(Directions) Let the output be exactly the lines from the one containing "# place a dot on each instance of the beige" through the end of the records below, both included.

(Exercise input)
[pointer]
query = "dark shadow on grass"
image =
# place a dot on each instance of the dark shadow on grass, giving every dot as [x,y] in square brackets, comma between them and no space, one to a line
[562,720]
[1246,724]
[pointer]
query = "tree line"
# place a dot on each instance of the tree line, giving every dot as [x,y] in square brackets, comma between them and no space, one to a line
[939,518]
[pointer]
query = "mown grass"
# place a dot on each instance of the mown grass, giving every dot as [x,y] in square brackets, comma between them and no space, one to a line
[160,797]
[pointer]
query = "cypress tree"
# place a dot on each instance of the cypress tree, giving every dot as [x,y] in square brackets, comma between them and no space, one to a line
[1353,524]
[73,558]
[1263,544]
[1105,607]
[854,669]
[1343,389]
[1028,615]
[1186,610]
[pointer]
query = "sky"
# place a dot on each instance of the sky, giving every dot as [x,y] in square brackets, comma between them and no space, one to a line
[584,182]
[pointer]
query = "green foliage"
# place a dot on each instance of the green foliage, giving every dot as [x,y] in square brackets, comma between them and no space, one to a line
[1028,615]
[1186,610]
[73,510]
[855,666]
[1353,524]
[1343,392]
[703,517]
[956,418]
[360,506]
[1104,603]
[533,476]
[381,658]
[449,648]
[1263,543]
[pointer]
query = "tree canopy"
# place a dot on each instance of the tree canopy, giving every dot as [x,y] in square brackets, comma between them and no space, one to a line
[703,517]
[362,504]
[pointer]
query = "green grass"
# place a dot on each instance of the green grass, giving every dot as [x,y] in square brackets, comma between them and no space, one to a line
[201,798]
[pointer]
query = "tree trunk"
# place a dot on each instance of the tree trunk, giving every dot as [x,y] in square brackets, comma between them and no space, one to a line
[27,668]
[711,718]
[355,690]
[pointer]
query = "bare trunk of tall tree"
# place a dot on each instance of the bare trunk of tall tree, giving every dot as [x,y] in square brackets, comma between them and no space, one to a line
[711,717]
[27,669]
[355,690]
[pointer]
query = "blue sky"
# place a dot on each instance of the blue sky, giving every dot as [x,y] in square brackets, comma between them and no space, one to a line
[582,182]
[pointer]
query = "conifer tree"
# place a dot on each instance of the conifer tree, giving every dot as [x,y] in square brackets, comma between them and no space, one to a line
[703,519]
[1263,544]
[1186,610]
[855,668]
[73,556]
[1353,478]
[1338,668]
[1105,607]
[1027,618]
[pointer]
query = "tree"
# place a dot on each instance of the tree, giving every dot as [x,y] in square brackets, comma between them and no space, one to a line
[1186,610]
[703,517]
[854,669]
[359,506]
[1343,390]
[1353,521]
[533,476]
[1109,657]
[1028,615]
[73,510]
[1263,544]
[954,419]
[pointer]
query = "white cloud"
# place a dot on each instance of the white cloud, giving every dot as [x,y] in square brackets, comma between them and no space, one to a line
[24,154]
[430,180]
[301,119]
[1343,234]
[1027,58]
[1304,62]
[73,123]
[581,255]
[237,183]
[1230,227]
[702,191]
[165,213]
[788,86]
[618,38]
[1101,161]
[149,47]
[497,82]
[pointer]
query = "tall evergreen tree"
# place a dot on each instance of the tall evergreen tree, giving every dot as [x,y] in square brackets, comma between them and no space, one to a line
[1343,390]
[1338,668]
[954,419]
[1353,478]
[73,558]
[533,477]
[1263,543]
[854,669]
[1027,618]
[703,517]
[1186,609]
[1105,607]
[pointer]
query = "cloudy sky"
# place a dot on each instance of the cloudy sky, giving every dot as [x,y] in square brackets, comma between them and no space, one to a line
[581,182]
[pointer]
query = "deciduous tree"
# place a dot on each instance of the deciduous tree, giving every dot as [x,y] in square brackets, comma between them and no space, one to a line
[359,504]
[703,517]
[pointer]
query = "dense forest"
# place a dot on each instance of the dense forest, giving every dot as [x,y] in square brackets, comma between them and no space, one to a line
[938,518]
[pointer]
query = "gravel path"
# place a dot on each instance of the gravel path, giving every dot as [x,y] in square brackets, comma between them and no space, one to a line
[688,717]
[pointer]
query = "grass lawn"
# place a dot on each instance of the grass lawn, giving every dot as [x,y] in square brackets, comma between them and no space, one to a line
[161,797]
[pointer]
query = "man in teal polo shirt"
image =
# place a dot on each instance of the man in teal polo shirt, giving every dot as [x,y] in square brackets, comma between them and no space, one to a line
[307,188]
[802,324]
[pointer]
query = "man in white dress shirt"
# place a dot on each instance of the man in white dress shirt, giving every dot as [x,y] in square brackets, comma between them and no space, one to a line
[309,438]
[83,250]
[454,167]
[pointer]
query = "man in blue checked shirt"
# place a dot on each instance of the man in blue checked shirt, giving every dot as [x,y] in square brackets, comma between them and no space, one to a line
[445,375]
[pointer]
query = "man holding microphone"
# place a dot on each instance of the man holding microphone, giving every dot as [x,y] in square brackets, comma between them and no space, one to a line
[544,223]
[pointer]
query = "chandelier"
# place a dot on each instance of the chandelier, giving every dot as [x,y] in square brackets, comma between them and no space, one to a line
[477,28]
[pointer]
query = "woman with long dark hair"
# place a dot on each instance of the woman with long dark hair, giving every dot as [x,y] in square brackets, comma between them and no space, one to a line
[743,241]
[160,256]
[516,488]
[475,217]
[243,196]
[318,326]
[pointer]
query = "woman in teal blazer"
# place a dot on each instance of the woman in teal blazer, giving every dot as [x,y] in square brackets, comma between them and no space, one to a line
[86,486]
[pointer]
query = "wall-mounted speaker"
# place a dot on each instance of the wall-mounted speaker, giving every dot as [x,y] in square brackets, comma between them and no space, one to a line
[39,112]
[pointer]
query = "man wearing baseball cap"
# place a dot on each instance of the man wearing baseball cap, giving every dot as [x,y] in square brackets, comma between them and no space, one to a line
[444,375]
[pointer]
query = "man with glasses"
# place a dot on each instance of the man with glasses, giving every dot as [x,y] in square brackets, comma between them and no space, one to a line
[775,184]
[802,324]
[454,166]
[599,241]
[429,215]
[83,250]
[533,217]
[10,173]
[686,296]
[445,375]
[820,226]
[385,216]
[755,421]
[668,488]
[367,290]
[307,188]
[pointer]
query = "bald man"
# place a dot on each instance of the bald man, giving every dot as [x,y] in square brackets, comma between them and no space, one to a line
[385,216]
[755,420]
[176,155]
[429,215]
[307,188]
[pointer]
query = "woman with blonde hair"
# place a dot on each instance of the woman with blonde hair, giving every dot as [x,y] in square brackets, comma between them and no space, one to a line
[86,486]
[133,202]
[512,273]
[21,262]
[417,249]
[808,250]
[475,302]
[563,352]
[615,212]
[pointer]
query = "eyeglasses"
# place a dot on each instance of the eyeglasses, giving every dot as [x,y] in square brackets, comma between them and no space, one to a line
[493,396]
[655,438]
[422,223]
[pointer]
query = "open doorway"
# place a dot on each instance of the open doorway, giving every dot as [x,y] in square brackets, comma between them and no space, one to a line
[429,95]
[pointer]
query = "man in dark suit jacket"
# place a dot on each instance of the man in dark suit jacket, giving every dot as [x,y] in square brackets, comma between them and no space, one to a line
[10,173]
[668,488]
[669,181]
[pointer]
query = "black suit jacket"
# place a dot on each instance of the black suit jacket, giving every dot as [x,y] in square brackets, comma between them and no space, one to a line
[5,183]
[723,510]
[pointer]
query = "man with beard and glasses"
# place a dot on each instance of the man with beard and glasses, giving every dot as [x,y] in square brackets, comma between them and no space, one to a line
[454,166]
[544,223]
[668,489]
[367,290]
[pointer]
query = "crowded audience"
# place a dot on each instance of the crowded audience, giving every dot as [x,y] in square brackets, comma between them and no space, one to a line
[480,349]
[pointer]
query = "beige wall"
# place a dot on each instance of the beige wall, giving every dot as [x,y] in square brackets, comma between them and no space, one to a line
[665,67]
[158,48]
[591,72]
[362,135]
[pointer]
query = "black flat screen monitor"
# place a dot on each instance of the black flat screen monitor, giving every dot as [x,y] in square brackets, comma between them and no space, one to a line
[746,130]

(Answer box)
# place a dot on each instance of the beige wall, giving every dot as [x,y] in square brackets, comma between them and no space, one to a line
[665,67]
[158,48]
[591,72]
[362,135]
[pointer]
query = "black flat screen monitor"
# place a dot on each instance of the black flat screen monitor, giving every dot as [x,y] in square brackets, comma between them and no space, one to a line
[746,130]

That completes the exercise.